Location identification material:
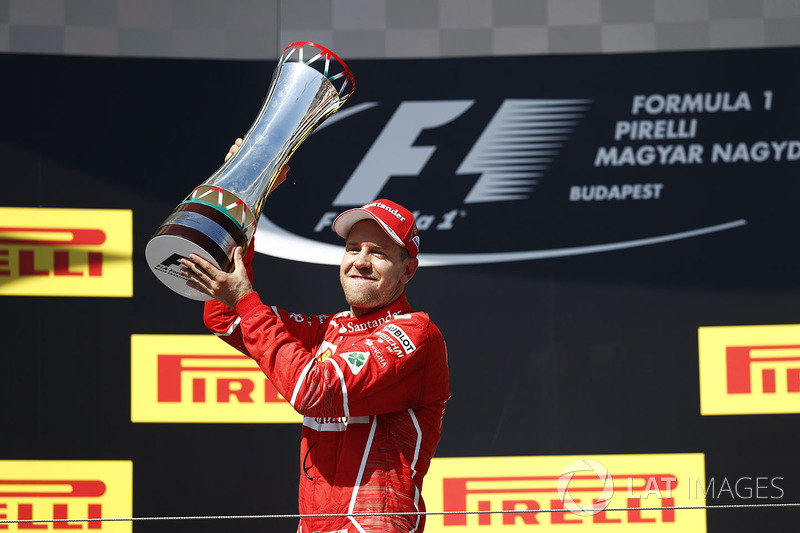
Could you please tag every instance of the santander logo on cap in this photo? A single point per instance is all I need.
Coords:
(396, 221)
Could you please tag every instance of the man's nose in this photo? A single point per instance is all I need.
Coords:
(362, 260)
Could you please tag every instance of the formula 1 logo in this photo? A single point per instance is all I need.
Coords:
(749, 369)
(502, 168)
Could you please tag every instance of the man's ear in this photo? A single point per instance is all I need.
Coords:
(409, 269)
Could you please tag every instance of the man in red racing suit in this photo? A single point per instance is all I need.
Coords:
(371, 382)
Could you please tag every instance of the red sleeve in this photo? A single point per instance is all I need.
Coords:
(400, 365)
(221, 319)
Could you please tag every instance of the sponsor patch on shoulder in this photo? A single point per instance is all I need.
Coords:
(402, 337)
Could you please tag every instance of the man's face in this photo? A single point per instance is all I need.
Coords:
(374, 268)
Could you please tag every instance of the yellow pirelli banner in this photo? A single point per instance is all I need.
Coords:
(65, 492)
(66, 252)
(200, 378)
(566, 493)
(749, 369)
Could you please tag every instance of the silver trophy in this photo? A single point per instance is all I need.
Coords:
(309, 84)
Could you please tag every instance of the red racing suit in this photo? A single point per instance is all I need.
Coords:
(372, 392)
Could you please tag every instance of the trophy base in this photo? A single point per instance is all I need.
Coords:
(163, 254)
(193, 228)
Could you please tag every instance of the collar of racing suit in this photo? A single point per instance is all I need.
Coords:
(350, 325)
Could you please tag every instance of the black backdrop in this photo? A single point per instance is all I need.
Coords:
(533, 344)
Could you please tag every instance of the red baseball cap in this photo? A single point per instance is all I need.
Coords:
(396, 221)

Problem to solve: Rewrite the lines of the material from the one containing "Could you please tag every instance of the trophy" through the end of the material, inclusive, requests included, and scale every point coordinate in the answers by 1.3, rounding to whole numbers with halves rounded up.

In response:
Could you please tag every instance of the trophy base in this photo? A single point per instance is all I need.
Coords:
(212, 330)
(251, 296)
Could you please tag every instance of the collar of racing suit in this photo? A single point per instance is all I need.
Coords:
(455, 423)
Could you please tag every instance of the black backdrop in this photo? A single point per instance is all I need.
Coords:
(693, 447)
Could you please tag every instance of the red baseball cap in this photo? A single point per instance is all I need.
Coords:
(515, 287)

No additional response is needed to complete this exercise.